▸ TEXT PASSAGE:
To improve affordability, tiered pricing structures, insurance reimbursement schemes and public subsidies are crucial. Partnerships with global health organizations such as the WHO and the International Atomic Energy Agency (IAEA), CIRSE and other scientific organizations can support knowledge transfer, capacity building and infrastructure provision in low- and middle-income countries.
The complexity of high-tech ablation therapies requires sound patient education strategies that ensure informed decision-making and autonomy. Patients need clear, non-technical explanations about the mechanism of action, expected outcomes and potential risks of ablation therapies.
Frameworks for shared decision-making are being established, supported by decision aids, visual aids and multilingual resources that take account of different levels of health literacy. Involving caregivers and patient advocates in consultations further strengthens trust and treatment adherence.
The digital transformation in healthcare also requires patients to have the necessary digital skills to deal with remote monitoring systems, virtual consultations and AI-supported risk assessments. Digital literacy programs led by community health workers or integrated into survivorship clinics can help bridge this gap.
Initial clinical data suggest that high-tech ablation therapies are safe and may contribute to improved local tumor control with lower recurrence rates and thus with shorter hospital stays80, especially when used early or in combination with systemic therapies. In addition, outpatient models enabled by miniaturized portable devices would reduce the overall burden of treatment, reduce inequity in access to the treatment, improve patient satisfaction and reduce pressure on hospital resources.
To fully understand the long-term clinical and economic impact, longitudinal data needs to be collected through large prospective registries, real-world data platforms and multi-center clinical trials. Integration with electronic health records (EHR) and digital biomarkers will support continuous learning and adaptive treatment algorithms.81
Future research should focus on the identification of predictive biomarkers for response to ablation, the optimization of sequential and combination therapies (e.g. with immunotherapy or targeted agents) and the refinement of personalized ablation planning using genomic, radiomic and immunoprofiling data.
High-tech innovative local ablative therapies are changing the field of cancer ablation and opening new possibilities for precise, safe, patient-centered and minimally invasive interventions. By integrating AI, robotics, advanced imaging, biomarkers and bioelectronic interfaces, these therapies promise to redefine cancer therapy in curative and palliative settings. However, their widespread adoption depends on overcoming key barriers: regulatory fragmentation, cost and infrastructure constraints and workforce readiness. Strategic investment in implementation research, education and policy reform is needed to ensure fair and efficient integration of these therapies into clinical practice.
The future lies in intelligent, adaptive systems that can learn from real-time data, in miniaturized and portable ablation devices for decentralized care and in multimodal treatment platforms that combine ablation with data obtained from e.g. genomics/proteomics/radiomics, as well as systemic treatments, such as immunotherapy.
A joint approach is essential. Policymakers must create an enabling environment, clinicians and scientists must drive ethical and evidence-based innovation, industry must prioritize interoperability and affordability, and patients must be placed at the center of technological change. Only through such cross-sector collaboration can we ensure that the promise of high-tech ablation is delivered, not as an elitist offering, but as a standard of care that improves survival, preserves quality of life and reaches everyone who can benefit from it.

▸ INFORMATION SUPPLIED:
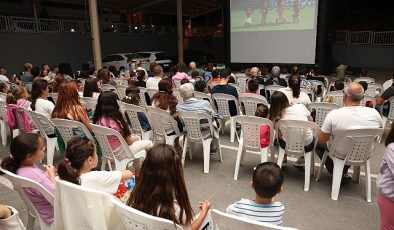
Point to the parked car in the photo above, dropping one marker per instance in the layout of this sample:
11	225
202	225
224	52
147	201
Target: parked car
161	58
120	59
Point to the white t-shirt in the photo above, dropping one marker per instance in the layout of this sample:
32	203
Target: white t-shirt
303	98
44	107
153	83
105	181
298	112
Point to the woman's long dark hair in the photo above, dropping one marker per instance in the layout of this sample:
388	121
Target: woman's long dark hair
161	182
107	106
90	87
36	91
78	150
21	146
295	84
164	98
279	103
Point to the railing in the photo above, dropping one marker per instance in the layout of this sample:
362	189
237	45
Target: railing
364	37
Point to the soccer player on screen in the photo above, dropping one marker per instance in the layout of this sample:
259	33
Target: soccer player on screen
264	11
249	13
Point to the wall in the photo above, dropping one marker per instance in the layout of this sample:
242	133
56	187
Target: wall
364	56
75	48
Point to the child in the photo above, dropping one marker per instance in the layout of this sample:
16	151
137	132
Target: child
80	158
161	189
267	183
263	111
28	149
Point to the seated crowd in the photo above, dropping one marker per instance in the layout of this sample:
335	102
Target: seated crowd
160	189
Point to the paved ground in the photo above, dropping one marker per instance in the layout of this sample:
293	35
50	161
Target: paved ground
304	210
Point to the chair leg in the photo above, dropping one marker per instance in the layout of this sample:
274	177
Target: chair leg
368	180
238	161
308	160
323	161
207	150
337	177
281	155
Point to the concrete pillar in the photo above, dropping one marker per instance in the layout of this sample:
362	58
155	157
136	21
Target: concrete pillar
95	31
180	30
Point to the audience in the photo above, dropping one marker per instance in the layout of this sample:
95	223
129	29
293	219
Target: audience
267	183
27	150
161	189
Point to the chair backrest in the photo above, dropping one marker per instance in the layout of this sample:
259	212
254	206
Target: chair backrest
269	89
66	129
295	131
160	122
250	101
250	126
224	221
366	99
334	97
356	144
21	182
122	152
42	123
366	79
134	219
131	112
77	207
121	90
322	109
222	103
374	89
192	121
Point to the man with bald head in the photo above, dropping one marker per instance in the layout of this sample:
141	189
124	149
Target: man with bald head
351	116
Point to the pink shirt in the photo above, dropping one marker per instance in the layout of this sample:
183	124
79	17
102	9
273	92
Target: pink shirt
43	207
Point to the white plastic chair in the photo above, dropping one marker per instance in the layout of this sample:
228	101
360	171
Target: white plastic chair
192	121
250	139
66	129
295	143
366	79
47	131
335	97
322	109
163	124
77	207
131	112
250	101
21	182
120	156
351	147
134	219
225	221
4	127
222	103
270	89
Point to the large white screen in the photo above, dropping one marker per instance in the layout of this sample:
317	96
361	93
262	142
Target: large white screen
273	31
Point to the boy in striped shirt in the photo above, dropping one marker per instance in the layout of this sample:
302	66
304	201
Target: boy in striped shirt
267	183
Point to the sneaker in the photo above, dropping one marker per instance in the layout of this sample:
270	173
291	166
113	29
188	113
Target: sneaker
300	162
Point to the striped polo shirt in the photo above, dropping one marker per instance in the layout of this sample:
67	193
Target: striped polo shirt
269	213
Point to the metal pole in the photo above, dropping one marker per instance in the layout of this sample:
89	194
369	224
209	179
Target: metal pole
180	30
95	33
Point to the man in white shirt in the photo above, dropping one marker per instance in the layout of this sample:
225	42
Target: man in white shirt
153	82
3	71
351	116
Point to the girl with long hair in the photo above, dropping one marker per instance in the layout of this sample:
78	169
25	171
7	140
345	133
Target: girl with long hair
385	184
294	93
107	114
79	160
161	190
28	149
39	94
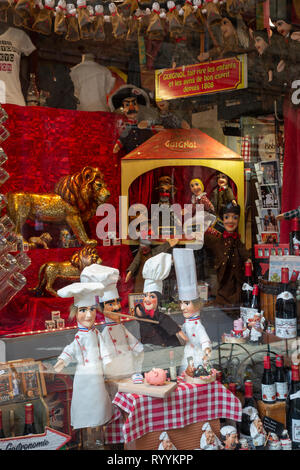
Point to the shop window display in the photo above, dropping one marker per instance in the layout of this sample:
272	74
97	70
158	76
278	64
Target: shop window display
148	271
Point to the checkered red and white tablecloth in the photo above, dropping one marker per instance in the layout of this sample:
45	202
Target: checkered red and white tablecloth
188	404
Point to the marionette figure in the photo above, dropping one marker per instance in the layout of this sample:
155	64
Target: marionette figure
167	119
121	353
128	98
209	441
91	405
222	195
199	345
146	250
229	437
167	332
257	432
230	255
255	328
166	443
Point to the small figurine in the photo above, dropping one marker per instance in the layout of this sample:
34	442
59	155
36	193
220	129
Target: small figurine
128	98
209	441
166	443
91	405
222	195
199	344
121	352
43	240
257	432
167	332
229	437
230	255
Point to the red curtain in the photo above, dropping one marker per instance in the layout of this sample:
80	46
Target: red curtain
290	195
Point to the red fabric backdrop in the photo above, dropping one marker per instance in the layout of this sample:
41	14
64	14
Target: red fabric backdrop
290	195
45	144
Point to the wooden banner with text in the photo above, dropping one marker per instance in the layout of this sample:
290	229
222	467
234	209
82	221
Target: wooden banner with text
200	79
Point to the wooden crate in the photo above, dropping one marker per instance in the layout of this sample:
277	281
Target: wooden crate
275	411
187	438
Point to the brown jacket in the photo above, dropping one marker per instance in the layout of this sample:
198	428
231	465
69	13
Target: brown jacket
229	259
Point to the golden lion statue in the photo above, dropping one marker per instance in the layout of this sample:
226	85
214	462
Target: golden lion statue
49	272
75	201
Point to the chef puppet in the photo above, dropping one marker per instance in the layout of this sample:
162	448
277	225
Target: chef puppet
167	332
199	345
121	352
91	405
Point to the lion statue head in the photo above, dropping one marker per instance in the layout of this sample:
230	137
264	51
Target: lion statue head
85	257
85	189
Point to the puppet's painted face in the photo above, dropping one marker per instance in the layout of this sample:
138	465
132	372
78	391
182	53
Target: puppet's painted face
260	45
231	221
163	106
188	309
86	316
231	441
196	187
110	307
150	301
283	28
222	181
130	107
227	28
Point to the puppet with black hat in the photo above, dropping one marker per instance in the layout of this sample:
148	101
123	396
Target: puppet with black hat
127	99
230	255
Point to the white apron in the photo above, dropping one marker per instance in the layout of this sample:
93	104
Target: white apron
198	341
122	354
91	405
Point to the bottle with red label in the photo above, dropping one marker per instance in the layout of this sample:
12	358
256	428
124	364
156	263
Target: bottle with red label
280	380
268	387
293	415
285	310
295	237
29	427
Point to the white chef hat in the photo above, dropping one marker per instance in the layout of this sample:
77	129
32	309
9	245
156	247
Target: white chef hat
155	270
163	436
107	276
186	274
84	293
206	426
226	430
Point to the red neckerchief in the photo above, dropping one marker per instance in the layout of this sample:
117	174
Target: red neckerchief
233	235
150	313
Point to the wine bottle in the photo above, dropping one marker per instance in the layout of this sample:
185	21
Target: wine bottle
2	435
285	310
268	387
248	408
29	427
293	415
295	237
33	98
247	287
280	380
255	301
172	368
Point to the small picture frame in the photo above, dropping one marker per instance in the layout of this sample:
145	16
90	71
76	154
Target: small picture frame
134	299
32	378
269	196
270	172
6	386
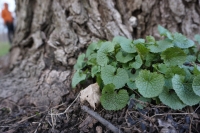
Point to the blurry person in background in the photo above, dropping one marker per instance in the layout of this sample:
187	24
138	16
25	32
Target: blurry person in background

▸ BRIEF A:
List the key barriers that the passage on ablation therapies says must be overcome for these therapies to be widely adopted.
▸ BRIEF B:
Answer these questions using the passage on ablation therapies:
(i) Who does the passage say could lead digital literacy programs?
(ii) Which kinds of data are named for refining personalized ablation planning?
(iii) What must industry prioritize?
▸ BRIEF C:
Translate this sentence from the passage on ablation therapies into Spanish: "Involving caregivers and patient advocates in consultations further strengthens trust and treatment adherence."

▸ RESPONSE BOX A:
Regulatory fragmentation
Cost and infrastructure constraints
Workforce readiness

▸ RESPONSE BOX B:
(i) Community health workers.
(ii) Genomic, radiomic and immunoprofiling data.
(iii) Interoperability and affordability.

▸ RESPONSE BOX C:
La participación de cuidadores y defensores de los pacientes en las consultas refuerza aún más la confianza y la adherencia al tratamiento.